▶ WHAT YOU NEED TO DO: Look below for the line with "## Example: detecting entrance doorway". Extract that line and each one after it through the last, word for word.

▶ Detection annotation records:
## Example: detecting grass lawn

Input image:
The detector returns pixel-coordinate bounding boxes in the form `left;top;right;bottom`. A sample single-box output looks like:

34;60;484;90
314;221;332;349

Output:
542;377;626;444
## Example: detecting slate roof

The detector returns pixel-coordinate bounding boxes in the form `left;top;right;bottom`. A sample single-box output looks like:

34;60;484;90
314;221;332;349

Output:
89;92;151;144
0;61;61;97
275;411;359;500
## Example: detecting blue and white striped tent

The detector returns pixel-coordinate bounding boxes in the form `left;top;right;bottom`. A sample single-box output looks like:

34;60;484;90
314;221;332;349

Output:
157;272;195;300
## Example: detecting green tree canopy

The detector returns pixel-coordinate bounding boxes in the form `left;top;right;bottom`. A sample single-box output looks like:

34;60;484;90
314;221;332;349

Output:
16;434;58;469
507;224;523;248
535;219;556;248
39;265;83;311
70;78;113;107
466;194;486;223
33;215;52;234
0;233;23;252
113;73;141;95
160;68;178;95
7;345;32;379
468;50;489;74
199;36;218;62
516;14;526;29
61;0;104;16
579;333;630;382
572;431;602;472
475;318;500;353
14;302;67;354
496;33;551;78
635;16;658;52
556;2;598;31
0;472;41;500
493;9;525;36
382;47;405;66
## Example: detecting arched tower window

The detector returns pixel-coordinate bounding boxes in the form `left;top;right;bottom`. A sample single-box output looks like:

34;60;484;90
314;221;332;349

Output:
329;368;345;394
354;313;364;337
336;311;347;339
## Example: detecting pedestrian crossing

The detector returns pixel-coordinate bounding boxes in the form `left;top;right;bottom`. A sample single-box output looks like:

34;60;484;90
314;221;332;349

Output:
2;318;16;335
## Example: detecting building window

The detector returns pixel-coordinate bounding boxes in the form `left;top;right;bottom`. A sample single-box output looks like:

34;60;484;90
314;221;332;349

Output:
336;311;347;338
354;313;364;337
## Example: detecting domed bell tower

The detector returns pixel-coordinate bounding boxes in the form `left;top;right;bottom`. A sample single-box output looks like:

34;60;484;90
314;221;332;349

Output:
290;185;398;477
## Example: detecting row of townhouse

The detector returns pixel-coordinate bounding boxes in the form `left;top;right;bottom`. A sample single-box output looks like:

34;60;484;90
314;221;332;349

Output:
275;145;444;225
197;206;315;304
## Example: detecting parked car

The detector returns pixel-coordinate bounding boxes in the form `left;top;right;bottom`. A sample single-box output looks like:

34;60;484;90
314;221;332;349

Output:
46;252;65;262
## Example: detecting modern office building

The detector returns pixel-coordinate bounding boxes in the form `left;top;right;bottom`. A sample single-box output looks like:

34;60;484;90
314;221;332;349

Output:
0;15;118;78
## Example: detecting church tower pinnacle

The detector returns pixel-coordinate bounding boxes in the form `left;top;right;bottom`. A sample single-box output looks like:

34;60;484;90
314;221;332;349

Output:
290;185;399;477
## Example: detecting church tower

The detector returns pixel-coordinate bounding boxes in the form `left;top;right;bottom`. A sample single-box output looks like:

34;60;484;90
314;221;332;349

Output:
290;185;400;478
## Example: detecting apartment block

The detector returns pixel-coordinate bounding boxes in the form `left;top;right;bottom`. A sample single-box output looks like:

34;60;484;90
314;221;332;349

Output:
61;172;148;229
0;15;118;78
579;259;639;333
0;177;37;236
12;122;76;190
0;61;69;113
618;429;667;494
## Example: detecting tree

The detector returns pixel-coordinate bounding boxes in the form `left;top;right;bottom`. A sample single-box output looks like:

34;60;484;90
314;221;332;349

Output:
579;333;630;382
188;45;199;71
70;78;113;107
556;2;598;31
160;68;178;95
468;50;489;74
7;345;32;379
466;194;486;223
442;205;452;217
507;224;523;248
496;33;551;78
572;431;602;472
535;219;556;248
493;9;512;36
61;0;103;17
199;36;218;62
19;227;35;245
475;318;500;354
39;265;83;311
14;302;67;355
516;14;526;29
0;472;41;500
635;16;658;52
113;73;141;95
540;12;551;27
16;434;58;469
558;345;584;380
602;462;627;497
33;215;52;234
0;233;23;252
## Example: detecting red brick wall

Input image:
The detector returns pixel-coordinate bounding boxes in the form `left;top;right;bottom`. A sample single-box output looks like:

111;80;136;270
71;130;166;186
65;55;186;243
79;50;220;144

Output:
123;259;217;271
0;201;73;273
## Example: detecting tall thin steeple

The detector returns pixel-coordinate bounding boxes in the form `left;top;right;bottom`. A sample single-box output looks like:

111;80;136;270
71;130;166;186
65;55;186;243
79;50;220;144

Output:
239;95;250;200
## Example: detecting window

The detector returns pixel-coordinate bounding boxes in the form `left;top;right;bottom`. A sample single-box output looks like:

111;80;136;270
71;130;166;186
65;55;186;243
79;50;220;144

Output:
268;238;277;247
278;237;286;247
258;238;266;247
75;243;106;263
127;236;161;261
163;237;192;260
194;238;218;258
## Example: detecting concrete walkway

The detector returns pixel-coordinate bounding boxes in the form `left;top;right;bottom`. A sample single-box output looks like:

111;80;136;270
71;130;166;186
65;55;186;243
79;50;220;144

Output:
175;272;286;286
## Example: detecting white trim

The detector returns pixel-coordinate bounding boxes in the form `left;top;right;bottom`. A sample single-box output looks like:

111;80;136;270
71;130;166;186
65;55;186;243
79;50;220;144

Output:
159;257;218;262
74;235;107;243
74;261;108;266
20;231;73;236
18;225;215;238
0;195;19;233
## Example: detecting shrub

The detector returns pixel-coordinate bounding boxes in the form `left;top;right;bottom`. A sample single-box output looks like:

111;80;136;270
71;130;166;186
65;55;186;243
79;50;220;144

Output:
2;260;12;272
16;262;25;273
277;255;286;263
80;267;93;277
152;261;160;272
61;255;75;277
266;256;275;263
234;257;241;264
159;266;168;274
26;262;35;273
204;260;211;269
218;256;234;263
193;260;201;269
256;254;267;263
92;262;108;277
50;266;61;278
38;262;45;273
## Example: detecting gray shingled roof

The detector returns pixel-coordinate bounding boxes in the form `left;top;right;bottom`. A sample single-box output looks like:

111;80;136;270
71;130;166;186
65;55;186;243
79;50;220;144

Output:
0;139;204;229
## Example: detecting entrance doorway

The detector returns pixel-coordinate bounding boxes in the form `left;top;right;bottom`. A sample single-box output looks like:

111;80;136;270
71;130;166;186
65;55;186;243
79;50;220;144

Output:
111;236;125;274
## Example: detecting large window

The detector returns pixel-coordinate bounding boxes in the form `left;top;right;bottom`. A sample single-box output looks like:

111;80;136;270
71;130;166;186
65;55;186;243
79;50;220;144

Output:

▶ SOLVED EXERCISE:
## Example: detecting entrance doorway

The detector returns pixel-coordinate bounding boxes in the form `left;top;right;bottom`. A sample single-box output looks like:

111;80;136;270
71;130;166;186
65;55;186;243
79;50;220;144

Output:
111;236;125;274
## Example: detecting large window

The detector returns pixel-coordinate bounding boxes in the form `left;top;right;bottom`. A sample single-box output looks like:

111;80;136;270
71;130;166;186
65;55;186;243
79;50;220;144

Output:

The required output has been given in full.